***** Extract provided

Generally speaking, the Fourteenth Amendment prohibits substantial and prolonged deprivations of sanitation. See Johnson v. Lewis, 217 F.3d 726, 731 (9th Cir. 2000) (Eighth Amendment context). Here, Plaintiff's cell was temporarily dirty and there is no allegation that the dirty conditions of his cell posed a substantial risk of serious harm to Plaintiff, or that defendants Enrico, Ureta, Mora, Ganschow, and Seavers were aware of such risk. In addition, he claims against defendants Zargoza and Cleveland fail as a matter of law because Plaintiff is seeking to hold them liable in their capacity as supervisors. There is no Section 1983 liability simply because an individual supervised the alleged wrongdoer. See Taylor v. List, 880 F.2d 1040, 1045 (9th Cir. 1989) (no respondent superior liability, or supervisory liability, under Section 1983, i.e. no liability under theory that one is liable simply because he supervises person who has violated plaintiff's right). Section 1983 liability may be imposed on an individual defendant only if the plaintiff can show that the defendant proximately caused the deprivation of a federally protected right. See Leer v. Murphy, 844 F.2d 628, 634 (9th Cir. 1988). Because it appears that Plaintiff may be able to cure these deficiencies, Claim No. 1 is DISMISSED with leave to amend. See Lopez v. Smith, 203 F.3d 1122, 1130 (9th Cir. 2000) (district court should grant leave to amend unless pleading could not possibly be cured by allegation of other facts). Plaintiff is reminded that the Fourteenth Amendment prohibits substantial and prolonged deprivations of sanitation that pose a substantial risk of serious harm to inmate health, and that there is no supervisory liability under Section 1983.

The Court does not address the allegations against Lt. Baldwin and Chief Ramos because they are not named as defendants.

**********
***** Extracted material

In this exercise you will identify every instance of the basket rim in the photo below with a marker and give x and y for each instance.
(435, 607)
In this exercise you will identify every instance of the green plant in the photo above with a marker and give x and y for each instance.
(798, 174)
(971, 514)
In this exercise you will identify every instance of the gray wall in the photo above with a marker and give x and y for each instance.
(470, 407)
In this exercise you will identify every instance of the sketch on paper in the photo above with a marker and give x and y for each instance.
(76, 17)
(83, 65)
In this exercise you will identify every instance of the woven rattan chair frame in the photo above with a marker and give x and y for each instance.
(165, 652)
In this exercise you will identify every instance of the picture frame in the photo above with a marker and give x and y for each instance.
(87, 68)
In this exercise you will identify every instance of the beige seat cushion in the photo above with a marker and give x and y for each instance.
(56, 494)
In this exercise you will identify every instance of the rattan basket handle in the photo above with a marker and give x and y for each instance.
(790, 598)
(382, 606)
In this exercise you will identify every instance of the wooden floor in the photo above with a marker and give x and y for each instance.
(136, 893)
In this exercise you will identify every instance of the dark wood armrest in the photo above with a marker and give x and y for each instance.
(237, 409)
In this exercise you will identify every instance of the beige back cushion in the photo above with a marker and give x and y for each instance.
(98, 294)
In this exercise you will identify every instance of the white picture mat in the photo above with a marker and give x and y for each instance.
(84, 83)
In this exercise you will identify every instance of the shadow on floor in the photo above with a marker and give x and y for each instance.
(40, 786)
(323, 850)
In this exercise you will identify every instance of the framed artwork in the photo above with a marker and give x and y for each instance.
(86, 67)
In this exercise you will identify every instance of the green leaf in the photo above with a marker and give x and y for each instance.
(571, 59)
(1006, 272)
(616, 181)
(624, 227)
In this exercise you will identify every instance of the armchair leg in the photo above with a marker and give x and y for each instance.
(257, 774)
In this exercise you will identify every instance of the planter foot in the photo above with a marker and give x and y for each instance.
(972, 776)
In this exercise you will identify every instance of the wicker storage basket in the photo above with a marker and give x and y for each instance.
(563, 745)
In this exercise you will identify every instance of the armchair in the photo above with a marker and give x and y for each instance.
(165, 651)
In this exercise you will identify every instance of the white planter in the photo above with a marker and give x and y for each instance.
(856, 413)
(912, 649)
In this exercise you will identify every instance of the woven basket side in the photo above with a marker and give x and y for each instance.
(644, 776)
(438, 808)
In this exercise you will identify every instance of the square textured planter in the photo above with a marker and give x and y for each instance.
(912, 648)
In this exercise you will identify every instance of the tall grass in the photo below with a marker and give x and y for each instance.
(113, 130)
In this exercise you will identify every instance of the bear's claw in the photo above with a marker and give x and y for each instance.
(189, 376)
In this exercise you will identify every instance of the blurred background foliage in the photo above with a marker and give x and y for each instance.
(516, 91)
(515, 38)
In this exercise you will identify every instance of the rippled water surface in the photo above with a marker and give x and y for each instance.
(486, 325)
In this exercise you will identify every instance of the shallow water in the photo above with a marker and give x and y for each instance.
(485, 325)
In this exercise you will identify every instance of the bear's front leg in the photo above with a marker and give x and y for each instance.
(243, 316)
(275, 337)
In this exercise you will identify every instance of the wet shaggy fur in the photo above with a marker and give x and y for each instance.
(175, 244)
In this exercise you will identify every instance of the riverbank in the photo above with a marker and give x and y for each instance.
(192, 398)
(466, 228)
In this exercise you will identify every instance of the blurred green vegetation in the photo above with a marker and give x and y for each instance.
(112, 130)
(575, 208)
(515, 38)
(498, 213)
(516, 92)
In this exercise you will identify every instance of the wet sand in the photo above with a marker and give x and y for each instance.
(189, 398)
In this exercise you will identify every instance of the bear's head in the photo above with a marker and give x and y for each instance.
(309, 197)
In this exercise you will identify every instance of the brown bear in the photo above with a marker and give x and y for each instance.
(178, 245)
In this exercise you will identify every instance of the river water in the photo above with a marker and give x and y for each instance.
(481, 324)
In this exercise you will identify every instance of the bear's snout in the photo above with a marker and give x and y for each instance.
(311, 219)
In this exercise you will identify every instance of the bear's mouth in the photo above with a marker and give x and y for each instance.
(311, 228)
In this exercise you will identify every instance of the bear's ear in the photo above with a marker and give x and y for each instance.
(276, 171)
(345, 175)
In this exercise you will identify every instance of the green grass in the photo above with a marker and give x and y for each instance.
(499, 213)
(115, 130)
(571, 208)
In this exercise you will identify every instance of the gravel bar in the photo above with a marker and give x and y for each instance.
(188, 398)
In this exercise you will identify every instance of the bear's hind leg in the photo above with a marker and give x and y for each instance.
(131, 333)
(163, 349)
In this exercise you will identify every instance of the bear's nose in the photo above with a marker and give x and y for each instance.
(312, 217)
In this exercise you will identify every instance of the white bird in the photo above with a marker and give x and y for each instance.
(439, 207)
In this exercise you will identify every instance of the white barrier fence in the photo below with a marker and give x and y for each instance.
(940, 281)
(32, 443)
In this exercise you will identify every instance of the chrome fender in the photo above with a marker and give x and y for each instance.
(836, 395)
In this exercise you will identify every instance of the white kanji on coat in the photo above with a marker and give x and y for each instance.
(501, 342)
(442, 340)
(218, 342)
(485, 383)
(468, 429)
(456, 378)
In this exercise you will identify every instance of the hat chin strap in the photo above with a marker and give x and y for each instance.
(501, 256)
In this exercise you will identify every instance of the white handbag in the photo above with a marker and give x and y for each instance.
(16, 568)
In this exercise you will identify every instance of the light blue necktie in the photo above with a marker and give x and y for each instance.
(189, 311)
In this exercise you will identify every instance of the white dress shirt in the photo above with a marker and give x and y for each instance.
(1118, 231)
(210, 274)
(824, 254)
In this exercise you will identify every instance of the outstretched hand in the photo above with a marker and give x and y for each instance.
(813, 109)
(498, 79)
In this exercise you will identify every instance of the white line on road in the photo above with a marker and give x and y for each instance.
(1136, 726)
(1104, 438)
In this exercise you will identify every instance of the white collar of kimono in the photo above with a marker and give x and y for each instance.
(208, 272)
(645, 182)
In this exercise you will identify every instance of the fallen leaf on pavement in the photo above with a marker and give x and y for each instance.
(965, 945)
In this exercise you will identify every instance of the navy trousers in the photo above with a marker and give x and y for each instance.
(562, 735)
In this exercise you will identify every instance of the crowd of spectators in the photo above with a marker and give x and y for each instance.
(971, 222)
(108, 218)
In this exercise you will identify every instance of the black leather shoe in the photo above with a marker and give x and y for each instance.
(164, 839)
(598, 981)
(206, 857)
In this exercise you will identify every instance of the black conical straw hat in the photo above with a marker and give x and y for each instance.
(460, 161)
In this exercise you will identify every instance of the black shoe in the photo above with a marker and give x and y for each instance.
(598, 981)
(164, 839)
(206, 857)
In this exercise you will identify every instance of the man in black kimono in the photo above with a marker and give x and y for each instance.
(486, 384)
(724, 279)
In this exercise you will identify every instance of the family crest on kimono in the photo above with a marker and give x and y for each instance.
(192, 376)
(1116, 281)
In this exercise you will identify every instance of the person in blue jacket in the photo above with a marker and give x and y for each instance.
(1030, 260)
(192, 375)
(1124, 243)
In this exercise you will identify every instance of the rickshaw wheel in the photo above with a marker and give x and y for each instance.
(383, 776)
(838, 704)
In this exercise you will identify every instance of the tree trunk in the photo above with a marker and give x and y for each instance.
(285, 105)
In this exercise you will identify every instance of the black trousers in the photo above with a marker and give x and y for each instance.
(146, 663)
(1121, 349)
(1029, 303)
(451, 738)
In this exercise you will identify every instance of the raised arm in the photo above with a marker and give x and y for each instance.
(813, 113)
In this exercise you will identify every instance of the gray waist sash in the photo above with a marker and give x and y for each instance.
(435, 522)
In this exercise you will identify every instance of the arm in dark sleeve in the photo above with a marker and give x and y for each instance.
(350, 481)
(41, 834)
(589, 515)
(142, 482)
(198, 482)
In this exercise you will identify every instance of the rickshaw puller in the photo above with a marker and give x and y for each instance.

**********

**Direction**: Pick up the court's ruling on the cell-sanitation claim above from its final sentence and carry it forward.

**Expected answer**:
Plaintiff's second claim is DISMISSED with leave to amend. Plaintiff's allegation that he is at substantial risk of serious harm from the doors at SCCJ, being housed with active gang members, and the failure to have a staff member present at the control desk at all times is conclusory. Plaintiff has not specifically identified any risk to him due to these conditions. It is unclear whether the inmate killing in C Unit was due to inmates popping open doors or the result of a conflict between active gang members and gang dropouts or protective custody inmates. Plaintiff has also not indicated that he is either a gang dropout or protective custody inmate, or why he faces a specific risk of harm from being housed with active gang members. In fact, it appears that May 2022 housing decision has not resulted in any harm to Plaintiff. Plaintiff's allegation regarding the May 22, 2022 incident are vague. It is unclear what emergency Plaintiff had that required officer assistance. Because it appears that Plaintiff may be able to cure these deficiencies, Claim No. 2 is DISMISSED with leave to amend. Plaintiff is reminded that the elements of a Fourteenth Amendment deliberate indifference claim are as follows: (1) the defendant made an intentional decision with respect to the conditions under which the plaintiff was confined, (2) these conditions put the plaintiff at substantial risk of suffering serious harm, (3) the defendant did not take reasonable measures to abate that risk despite the risk being obvious, and (4) the defendant's decision caused the plaintiff's injuries. Castro, 833 F.3d at 1068.

In an exhibit attached to the complaint, Plaintiff was informed via a reply to his grievance that in the past eight-and-a-half years, no inmate had popped open the door in K unit to get to another inmate. Dkt. No. 1 at 19.

Plaintiff's third claim is DISMISSED with prejudice. The third claim alleges that Plaintiff's constitutional rights have been violated by the prison grievance policy's designation of certain issues as “non-grievable” and by the lack of response/action in response to the issues he has raised. These allegations fail to state a claim as a matter of law because a prisoner has no constitutional right to an effective grievance or appeal procedure. See Ramirez v. Galaza, 334 F.3d 850, 860 (9th Cir. 2003) (holding that prisoner has no constitutional right to effective grievance or appeal procedure); Mann v. Adams, 855 F.2d 639, 640 (9th Cir. 1988) (“There is no legitimate claim of entitlement to a grievance procedure.”).

CONCLUSION

For the reasons set forth above, the Court orders as follows.

1. Claim No. 3 is DISMISSED with prejudice.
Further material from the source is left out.